## To be done
Pick out every line of the records below that contains the string "patch", and copy each one. Matching is case-sensitive.

## Material supplied
*****
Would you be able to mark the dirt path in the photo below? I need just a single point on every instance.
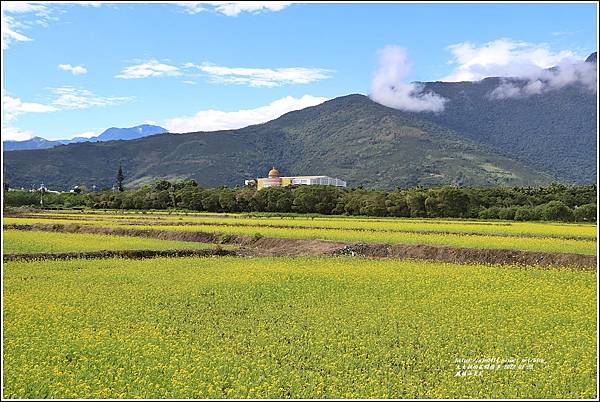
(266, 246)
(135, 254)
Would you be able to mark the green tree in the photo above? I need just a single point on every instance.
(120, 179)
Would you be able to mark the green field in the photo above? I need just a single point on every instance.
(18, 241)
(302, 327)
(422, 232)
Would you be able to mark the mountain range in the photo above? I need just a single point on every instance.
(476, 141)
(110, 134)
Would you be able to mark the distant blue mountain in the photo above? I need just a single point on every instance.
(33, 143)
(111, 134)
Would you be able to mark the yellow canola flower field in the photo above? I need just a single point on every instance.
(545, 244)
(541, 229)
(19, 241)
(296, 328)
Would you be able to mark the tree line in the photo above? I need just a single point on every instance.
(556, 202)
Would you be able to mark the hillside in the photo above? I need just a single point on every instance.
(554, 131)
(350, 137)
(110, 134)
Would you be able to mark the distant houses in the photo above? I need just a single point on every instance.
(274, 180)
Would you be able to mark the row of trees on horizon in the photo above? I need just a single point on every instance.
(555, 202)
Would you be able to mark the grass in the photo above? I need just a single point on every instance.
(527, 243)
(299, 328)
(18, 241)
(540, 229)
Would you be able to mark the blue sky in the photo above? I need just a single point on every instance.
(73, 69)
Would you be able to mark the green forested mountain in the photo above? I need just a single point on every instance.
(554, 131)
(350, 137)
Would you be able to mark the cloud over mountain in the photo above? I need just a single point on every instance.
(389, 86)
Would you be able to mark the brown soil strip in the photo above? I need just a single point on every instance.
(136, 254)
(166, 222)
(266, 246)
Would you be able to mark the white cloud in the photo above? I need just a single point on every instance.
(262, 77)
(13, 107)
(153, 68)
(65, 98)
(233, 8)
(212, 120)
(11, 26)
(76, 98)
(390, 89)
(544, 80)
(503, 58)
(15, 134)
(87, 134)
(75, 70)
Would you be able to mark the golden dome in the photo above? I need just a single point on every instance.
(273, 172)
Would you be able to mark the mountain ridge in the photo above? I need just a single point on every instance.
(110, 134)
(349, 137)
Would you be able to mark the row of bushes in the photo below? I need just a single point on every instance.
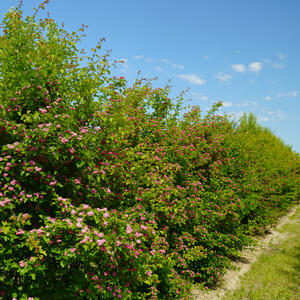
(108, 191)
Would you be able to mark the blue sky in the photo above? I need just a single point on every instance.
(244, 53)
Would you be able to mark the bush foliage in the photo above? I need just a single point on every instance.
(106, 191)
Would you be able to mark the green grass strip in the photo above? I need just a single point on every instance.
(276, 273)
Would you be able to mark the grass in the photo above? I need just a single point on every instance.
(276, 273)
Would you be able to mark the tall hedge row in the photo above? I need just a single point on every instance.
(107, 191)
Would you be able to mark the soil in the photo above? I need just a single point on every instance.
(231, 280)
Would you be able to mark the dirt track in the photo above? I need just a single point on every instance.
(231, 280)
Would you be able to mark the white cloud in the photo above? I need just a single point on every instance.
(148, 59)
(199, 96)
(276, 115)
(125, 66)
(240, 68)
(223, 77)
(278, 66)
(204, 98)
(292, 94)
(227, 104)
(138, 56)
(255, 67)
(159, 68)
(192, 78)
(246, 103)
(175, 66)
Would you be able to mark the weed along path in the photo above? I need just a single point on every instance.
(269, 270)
*****
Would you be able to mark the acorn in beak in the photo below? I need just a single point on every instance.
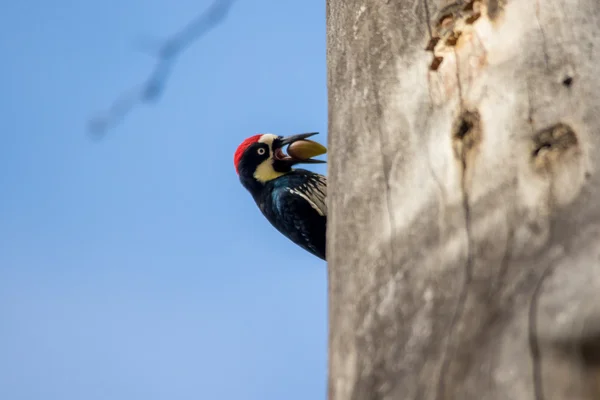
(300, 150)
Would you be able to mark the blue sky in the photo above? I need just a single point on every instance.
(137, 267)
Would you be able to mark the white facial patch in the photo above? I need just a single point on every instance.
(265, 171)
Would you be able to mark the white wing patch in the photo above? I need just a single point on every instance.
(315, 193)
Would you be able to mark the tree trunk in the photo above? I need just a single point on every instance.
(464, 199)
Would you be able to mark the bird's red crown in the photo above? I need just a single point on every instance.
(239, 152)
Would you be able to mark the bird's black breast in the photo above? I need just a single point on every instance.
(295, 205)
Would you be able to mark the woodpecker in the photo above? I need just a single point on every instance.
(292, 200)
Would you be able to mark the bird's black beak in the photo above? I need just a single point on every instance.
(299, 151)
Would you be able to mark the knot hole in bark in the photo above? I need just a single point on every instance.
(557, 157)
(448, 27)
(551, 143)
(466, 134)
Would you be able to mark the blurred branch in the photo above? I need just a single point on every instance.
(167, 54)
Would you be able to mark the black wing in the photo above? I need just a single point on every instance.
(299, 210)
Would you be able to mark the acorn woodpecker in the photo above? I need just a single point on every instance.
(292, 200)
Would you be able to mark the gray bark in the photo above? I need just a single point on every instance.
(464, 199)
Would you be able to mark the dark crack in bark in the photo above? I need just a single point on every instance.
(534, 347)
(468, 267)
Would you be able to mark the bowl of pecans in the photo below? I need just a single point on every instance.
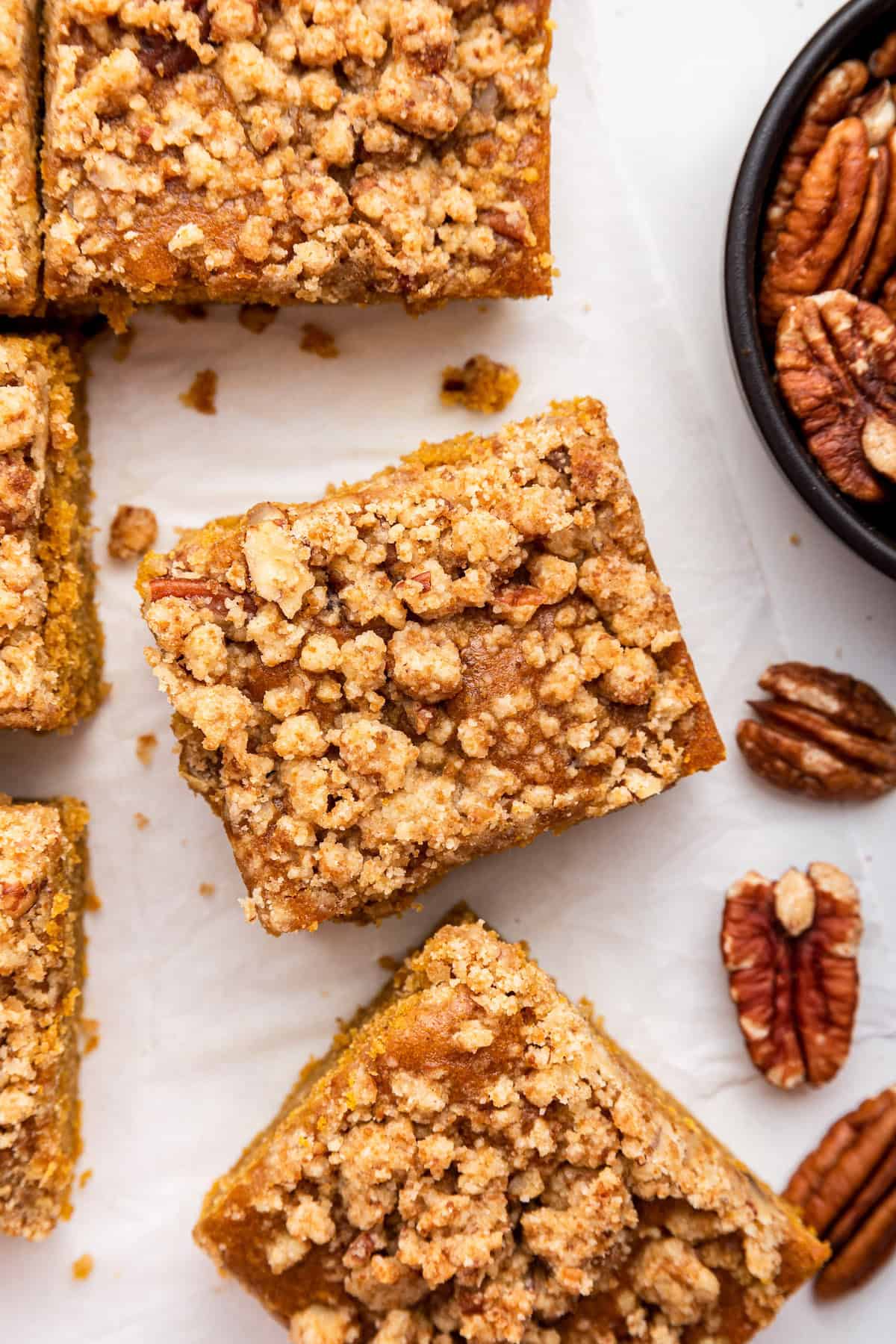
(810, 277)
*****
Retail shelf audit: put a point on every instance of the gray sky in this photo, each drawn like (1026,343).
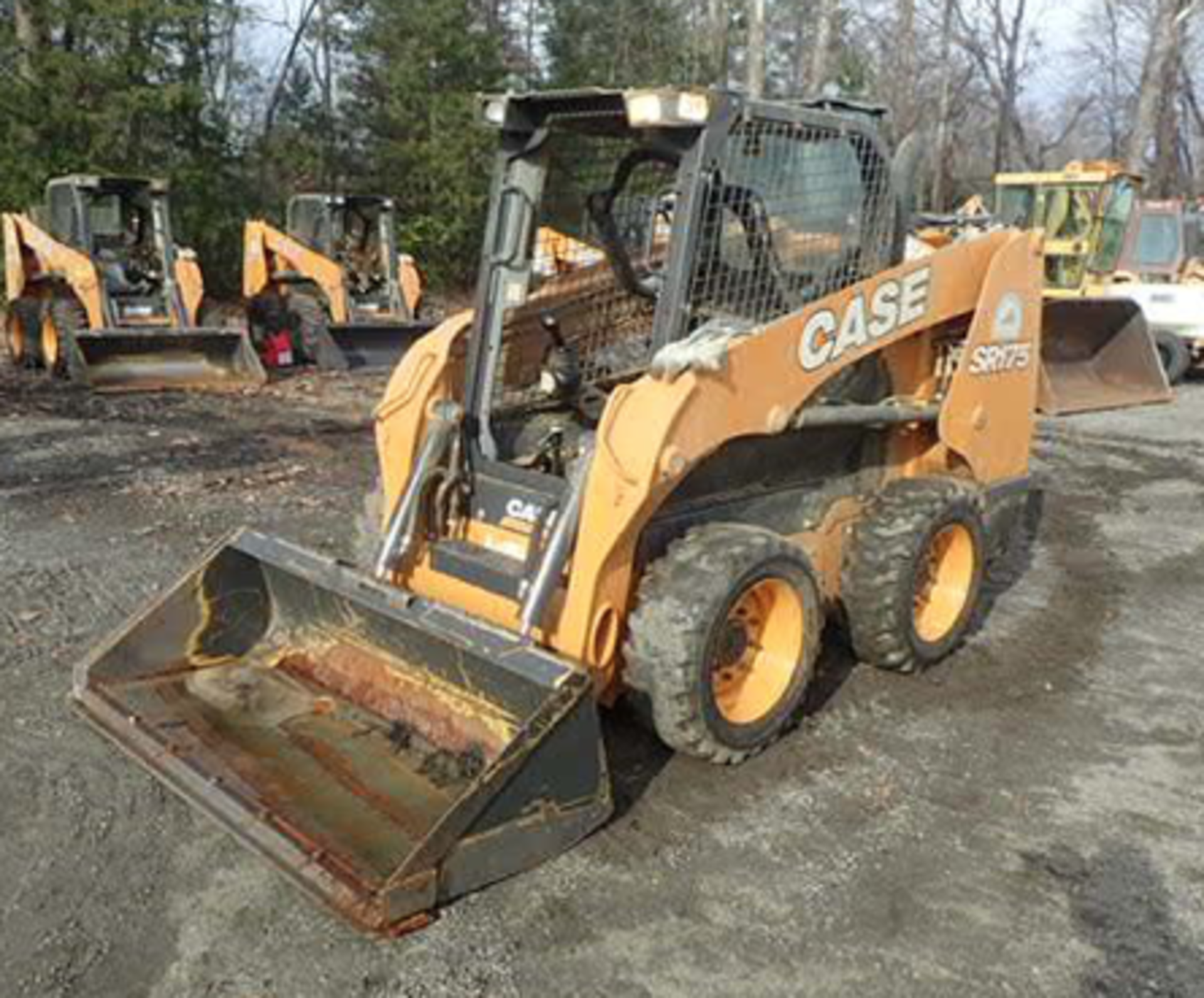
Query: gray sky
*****
## The response
Would you be able to mark the white facial patch in the photo above? I need just a single point on every instance.
Would you be able to mark the white wing patch in the photo above? I need just a single point on every instance.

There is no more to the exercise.